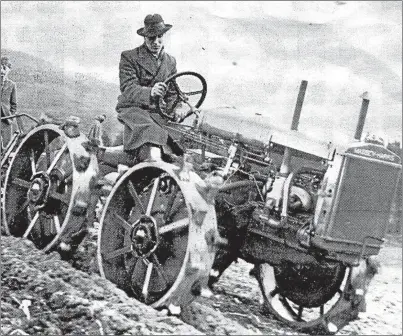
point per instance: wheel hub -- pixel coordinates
==================================================
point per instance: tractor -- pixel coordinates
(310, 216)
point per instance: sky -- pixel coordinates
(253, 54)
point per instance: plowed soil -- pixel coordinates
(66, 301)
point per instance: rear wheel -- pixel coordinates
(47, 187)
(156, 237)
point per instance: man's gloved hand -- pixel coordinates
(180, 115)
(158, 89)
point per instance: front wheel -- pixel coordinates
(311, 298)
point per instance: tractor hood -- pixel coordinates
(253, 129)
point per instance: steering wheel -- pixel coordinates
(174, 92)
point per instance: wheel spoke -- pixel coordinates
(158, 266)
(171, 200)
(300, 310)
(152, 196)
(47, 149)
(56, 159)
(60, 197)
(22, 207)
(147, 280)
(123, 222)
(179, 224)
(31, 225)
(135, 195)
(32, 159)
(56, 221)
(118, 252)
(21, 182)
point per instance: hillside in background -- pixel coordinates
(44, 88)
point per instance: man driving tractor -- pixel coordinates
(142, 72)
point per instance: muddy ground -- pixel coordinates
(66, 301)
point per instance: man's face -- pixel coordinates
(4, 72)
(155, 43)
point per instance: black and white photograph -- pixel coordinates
==================================================
** ABOUT THIS EXERCISE **
Reproduce only the lines above, starting at the line with "point per instance: hillside" and ending at the line with "point per instance: black", exactly as written.

** ANSWER BOX **
point per instance: hillside in background -- pixel coordinates
(44, 88)
point per instance: man driving tractor -- pixel coordinates
(142, 72)
point per instance: muddy ground -- pixel coordinates
(66, 301)
point per instance: man's face -- pixel coordinates
(4, 72)
(155, 43)
point per instance: black and white photograph -- pixel coordinates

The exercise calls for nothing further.